- [Job]: Look for "Mark each instance of the heart-shaped" in the listing below, then copy exactly the line it appears in and all lines after it to the end, and nothing more.

[Object pointing dataset rows]
· · · · · · ·
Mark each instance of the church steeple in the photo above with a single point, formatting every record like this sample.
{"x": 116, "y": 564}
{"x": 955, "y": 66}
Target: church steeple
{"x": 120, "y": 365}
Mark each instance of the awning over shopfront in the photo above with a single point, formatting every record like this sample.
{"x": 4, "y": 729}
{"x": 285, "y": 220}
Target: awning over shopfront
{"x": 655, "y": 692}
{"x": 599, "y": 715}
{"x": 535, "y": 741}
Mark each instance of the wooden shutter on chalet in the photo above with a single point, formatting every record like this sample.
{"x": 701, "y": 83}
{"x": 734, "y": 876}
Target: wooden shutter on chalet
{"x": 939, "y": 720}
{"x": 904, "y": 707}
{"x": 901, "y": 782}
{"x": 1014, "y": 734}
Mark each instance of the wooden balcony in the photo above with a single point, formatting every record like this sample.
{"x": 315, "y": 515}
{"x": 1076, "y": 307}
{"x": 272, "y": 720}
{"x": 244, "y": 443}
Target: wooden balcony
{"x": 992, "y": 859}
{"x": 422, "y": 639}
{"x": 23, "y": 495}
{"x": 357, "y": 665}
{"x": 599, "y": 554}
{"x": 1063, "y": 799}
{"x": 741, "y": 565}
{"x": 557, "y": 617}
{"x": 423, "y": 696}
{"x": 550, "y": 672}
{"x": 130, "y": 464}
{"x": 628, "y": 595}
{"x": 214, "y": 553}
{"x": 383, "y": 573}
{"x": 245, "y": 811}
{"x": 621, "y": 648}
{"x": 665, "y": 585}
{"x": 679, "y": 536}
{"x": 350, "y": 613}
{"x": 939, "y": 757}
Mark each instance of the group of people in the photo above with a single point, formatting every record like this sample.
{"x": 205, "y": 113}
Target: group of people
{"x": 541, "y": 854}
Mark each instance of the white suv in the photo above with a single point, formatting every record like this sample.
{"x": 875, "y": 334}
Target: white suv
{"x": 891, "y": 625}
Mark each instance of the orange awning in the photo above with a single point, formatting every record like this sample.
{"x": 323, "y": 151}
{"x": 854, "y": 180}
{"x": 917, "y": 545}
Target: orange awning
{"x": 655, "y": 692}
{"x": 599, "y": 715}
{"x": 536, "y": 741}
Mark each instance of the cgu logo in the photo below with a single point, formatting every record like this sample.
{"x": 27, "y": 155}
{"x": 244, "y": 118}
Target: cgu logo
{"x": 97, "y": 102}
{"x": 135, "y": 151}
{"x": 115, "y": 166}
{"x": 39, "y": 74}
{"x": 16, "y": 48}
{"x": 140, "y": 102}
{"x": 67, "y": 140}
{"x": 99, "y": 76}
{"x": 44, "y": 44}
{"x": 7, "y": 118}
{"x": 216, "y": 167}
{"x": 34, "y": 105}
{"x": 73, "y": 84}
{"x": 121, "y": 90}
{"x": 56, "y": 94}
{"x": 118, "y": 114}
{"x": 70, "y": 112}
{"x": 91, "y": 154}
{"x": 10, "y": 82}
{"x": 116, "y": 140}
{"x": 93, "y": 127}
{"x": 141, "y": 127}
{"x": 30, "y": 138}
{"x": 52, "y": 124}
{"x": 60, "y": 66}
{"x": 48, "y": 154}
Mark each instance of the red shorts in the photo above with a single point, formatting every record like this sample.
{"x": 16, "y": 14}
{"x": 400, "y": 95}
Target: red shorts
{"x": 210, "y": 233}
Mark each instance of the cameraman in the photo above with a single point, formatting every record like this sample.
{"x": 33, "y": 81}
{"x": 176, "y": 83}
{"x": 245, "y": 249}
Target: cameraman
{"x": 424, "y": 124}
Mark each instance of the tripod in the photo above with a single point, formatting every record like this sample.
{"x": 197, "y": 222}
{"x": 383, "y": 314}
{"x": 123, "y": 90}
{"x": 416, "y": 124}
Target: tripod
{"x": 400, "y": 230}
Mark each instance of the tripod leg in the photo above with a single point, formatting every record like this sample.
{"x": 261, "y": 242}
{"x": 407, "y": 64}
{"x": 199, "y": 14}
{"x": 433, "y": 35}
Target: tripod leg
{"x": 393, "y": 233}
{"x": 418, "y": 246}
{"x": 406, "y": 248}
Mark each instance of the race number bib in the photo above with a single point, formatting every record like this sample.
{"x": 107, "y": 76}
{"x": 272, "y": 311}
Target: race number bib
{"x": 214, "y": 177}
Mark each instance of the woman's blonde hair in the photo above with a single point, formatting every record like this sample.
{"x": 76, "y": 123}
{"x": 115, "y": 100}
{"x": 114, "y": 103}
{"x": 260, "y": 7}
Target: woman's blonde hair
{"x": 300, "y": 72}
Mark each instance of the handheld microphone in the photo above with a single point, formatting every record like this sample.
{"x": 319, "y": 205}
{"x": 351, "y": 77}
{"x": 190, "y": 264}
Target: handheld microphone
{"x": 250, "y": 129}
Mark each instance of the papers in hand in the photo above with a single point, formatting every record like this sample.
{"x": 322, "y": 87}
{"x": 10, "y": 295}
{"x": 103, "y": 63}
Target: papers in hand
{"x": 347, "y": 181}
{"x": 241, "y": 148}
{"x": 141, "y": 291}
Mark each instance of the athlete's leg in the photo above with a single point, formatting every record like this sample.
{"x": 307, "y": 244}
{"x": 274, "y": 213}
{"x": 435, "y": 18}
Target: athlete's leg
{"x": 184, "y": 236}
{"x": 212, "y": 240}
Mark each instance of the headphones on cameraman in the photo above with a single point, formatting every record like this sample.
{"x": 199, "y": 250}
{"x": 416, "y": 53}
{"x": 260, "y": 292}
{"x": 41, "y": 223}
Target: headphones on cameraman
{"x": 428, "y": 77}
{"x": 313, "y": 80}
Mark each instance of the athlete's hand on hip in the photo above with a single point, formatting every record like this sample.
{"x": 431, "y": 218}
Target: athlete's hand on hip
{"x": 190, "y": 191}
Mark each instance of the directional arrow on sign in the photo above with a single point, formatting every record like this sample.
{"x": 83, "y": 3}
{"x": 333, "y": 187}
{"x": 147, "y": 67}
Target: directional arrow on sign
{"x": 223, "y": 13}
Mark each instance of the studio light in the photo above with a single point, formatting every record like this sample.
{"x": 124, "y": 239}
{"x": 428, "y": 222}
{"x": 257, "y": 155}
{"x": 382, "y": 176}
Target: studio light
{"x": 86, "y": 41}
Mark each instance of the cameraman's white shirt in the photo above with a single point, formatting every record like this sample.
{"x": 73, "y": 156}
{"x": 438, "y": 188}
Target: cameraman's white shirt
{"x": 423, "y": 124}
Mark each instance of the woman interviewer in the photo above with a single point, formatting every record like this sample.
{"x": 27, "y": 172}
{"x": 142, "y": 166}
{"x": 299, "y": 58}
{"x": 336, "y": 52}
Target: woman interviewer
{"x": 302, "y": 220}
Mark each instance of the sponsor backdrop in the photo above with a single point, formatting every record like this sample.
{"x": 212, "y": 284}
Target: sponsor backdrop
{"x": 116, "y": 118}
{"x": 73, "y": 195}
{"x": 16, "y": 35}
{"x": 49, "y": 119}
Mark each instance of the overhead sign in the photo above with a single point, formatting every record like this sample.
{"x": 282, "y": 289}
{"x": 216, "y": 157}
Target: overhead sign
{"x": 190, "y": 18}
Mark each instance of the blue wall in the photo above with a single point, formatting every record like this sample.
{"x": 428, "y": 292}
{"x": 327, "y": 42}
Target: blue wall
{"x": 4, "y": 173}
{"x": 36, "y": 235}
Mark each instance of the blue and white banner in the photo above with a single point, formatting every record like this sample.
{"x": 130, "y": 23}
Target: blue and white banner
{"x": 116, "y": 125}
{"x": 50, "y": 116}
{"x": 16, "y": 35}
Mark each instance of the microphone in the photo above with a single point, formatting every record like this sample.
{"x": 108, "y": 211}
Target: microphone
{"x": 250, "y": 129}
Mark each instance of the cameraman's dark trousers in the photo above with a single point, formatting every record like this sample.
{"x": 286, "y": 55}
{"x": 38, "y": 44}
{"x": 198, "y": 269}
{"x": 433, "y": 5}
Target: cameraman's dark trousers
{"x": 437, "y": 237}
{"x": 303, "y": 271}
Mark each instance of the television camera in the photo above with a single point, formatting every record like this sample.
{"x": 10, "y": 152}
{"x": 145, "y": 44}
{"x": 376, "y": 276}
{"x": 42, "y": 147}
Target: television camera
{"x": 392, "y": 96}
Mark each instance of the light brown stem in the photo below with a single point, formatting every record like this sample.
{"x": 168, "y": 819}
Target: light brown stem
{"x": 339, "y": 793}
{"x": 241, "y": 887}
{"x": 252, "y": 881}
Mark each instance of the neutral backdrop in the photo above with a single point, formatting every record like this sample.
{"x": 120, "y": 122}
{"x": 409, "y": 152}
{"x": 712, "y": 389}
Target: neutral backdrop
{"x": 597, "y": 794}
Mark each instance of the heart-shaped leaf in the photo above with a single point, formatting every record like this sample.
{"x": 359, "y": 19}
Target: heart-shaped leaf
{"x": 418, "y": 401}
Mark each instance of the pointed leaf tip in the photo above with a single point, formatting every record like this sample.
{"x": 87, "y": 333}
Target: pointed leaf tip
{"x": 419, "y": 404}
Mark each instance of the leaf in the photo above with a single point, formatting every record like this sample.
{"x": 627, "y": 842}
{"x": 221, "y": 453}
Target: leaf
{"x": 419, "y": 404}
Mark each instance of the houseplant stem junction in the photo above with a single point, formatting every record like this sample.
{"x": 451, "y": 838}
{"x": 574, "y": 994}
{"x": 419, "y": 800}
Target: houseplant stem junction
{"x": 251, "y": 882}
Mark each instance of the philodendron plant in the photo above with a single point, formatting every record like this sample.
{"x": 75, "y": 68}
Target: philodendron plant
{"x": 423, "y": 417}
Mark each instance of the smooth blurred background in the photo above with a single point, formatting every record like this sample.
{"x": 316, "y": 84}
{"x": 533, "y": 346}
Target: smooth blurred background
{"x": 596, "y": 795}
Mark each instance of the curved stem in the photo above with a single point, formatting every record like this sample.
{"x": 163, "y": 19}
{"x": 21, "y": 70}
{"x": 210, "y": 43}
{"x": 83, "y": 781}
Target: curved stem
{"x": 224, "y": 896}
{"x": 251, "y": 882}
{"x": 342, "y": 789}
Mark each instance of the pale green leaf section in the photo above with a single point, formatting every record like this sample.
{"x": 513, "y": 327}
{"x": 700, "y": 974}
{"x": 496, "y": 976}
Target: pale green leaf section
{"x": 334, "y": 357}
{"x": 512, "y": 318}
· · · · · · ·
- [Worked answer]:
Mark each instance of the heart-shaped leaf in the photo above with a single point, formatting every record like this sample.
{"x": 359, "y": 19}
Target: heart-shaped leaf
{"x": 418, "y": 401}
Mark each instance of the pointed leaf tip in the photo above with a single point, formatting every record like this sample.
{"x": 87, "y": 333}
Target: pointed leaf tip
{"x": 419, "y": 404}
Mark each instance of the leaf in the photo above with a single point, formatting every record like this sample.
{"x": 627, "y": 842}
{"x": 221, "y": 453}
Target: leaf
{"x": 419, "y": 404}
Mark each instance of the houseplant stem junction in the photo above with a single point, formatting every record like this sample.
{"x": 451, "y": 838}
{"x": 574, "y": 994}
{"x": 419, "y": 800}
Target: houseplant stem junction
{"x": 251, "y": 882}
Mark each instance of the philodendron plant in the photo above with a single point, formatting every record like this sample.
{"x": 75, "y": 68}
Target: philodendron plant
{"x": 423, "y": 417}
Mark each instance of the smooth blurred background in the photo above with a single point, formatting every record like this sample.
{"x": 316, "y": 84}
{"x": 533, "y": 346}
Target: smooth blurred background
{"x": 596, "y": 795}
Mark each instance of the curved stem in the photo above with a single point, formatting every record like this sample.
{"x": 163, "y": 19}
{"x": 21, "y": 70}
{"x": 210, "y": 43}
{"x": 83, "y": 781}
Target: curved stem
{"x": 224, "y": 896}
{"x": 251, "y": 882}
{"x": 342, "y": 789}
Mark each instance of the pale green leaf section in the photo above with a single point, formatting every record like this sample.
{"x": 513, "y": 327}
{"x": 700, "y": 974}
{"x": 496, "y": 976}
Target: pale green leaf section
{"x": 334, "y": 357}
{"x": 512, "y": 318}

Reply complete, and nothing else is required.